>> start Text section
Forma Analysis of Particle Swarm Optimisation for Permutation Problems

5.1.1. Comparisons on the Framework

On the framework level, both frameworks aim to generalise PSO based on underlying optimisation components (e.g., solution representation or distance notion) so that the abstraction of optimisers, either in the form of standard operator template RTR/RRR/RAR or in the form of line segment/ball [3], can be further generalised to arbitrary problem domain. In both cases, these abstractions need to be instantiated to concrete operators by embedding domain knowledge into the corresponding abstraction. In other words, these abstractions all carry some form of domain knowledge, either by using equivalence relations or by using distance notions, so that they can be applied to concrete problem instances.

The main difference on the design concept level lies in the choice of such abstractions and the “carrier” of domain knowledge. For our forma analysis approach, the solution representation is generalised with equivalence relations/classes so that formal representation can be defined in an unified manner, while operators that manipulate the solutions are abstracted as operator templates that process equivalence relations. In contrast, the geometric framework is more about generalising optimisers based on a notion of distance where different distance metrics give rise to different operators with regards to the predefined geometric operators using the notions of line segment and ball [3]. Each framework looks at operator design through abstraction and formal description (of either solutions or distance) at different levels, with potentially equivalence relations lying at a slightly lower level than distance notion as distance notion is effectively a derivative of equivalence relations once forma distance [13, 15] is defined under the forma analysis framework.

5.1.2. Comparisons on PSO Generalisation

On the practical PSO generalisation level, both approaches are generally different in two places as well.

First of all, the concept of velocity has been removed from the geometric framework (thus, including the simplification of the concept of inertia as a component in geometric crossover), while a random mutation is added to the geometric PSO as a potential replacement for perturbation purposes. In our forma analysis approach, velocity has been interpreted and formulated as distance (more precisely forma distance) in the previous time step. However, velocity itself is a rather complicated concept to formulate as it involves the interpretation of both magnitude and direction which are hard to represent in the context of permutation problems. Certain simplifications and compromises have been made to maintain this concept for future research.
>> end Text section
>> start Rows
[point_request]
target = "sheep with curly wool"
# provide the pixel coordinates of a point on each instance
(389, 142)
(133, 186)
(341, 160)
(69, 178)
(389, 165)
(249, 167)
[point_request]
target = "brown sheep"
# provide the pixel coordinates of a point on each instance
>> end Rows
Given problem: Write the continuation of the particle swarm optimization text, picking up after its last sentence.

Result of the exercise:
Secondly, the accumulation of greediness toward personal best and global best, balanced by previous velocity (or position), is interpreted differently as well. In geometric PSO, multiparental geometric crossover is used to linearly recombine these positions to produce the next position with different weights taken into account through the concept of product geometric crossover. In contrast, in our forma analysis approach, different convergence components are treated stochastically according to their different weights where higher weight represents higher probability of being treated as the convergence direction for the next time step (and vice versa). By looking at the full picture, different components (personal best, global best, or previous velocity) all share the probability of being selected to guide the next move. Standard RTR operator template is used to converge towards superior solutions with the direction of distance naturally maintained, while standard k-change operator template is used to represent the inertia component.

6.1.1. Position-Based k-Change: O_k-pos

The most straightforward thought would be to randomly select k equivalence relations and change the equivalence classes they fall into. However, the feasibility constraint C_pos induced by position-based description must be satisfied to produce a valid permutation. In this case, the k-change operator for permutation following the position-based description should involve a constraint satisfaction subproblem, where C_pos must be satisfied to guarantee a valid permutation.

The CSP we consider here is defined as the k-change operator itself with C_pos satisfied. Classical CSP techniques can be directly utilised to implement the operator. Now, we will follow the above example to illustrate how CSP can be effectively used in the position-based PSO operator design.

Given X_t ($$), we can first uninstantiate k (e.g., k = 2) equivalence relations to produce a partial permutation for a potential distance of 2. This gives us $$ options from which we can uniformly select one to serve as the base (partial permutation) of X_t+1 (e.g., $$).

Then, what we need to do is simply to reinstantiate these 2 equivalence relations to suitable classes such that C_pos is satisfied. The first position of the partial solution (−,2, − ,4) is considered first. The domain of the first position is {1, 3}, while the domain of the third position is {1, 3} as well. After an equivalence class (1 or 3) is chosen for the first position, the domain is reduced for the third position through constraint propagation. After instantiating all the possible solutions, X_t+1 can be randomly selected among the whole set of feasible solutions to the CSP.

In fact, the working mechanism of O_k-pos has a similar effect as the scramble mutation [18], which rearranges a certain number of positions. The only difference is that the selection of these positions should be purely random, other than inside a continuous block. Thus, O_k-pos can be defined as the modified scramble mutation operator with k random positions, where k is decided by the magnitude of the current velocity $$.

6.1.2. Precedence-Based k-Change: O_k-prec

For the precedence-based description of permutation, the distance of two permutations is the number of different precedence relations $$. As aforementioned, the bubble sort algorithm is sufficient to calculate the precedence distance of two permutations, with the distance decided as the number of adjacency-swap to sort one permutation towards another.

Assuming k = 3 which should be applied to X_t = (2, 3, 4, 1) as an example, X_t+1 can be obtained by solving the CSP as shown in Figure 3.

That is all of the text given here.